[start RECORDED DATA]
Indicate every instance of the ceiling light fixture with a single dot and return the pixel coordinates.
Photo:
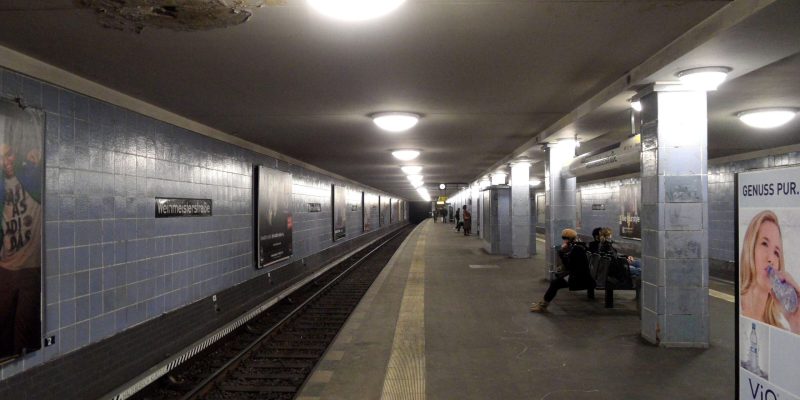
(355, 10)
(405, 154)
(395, 121)
(411, 169)
(766, 118)
(706, 78)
[end RECORDED DATA]
Update the rows above so that "ceiling light fixture" becomes "overhead lamp" and nothing else changes. Leave the pictures out of the result.

RESULT OF THIS EXERCISE ->
Indicate every instance of the overhead lamp with a single dot and return the pixel coordinates.
Photo:
(355, 10)
(405, 154)
(395, 121)
(411, 169)
(766, 118)
(706, 78)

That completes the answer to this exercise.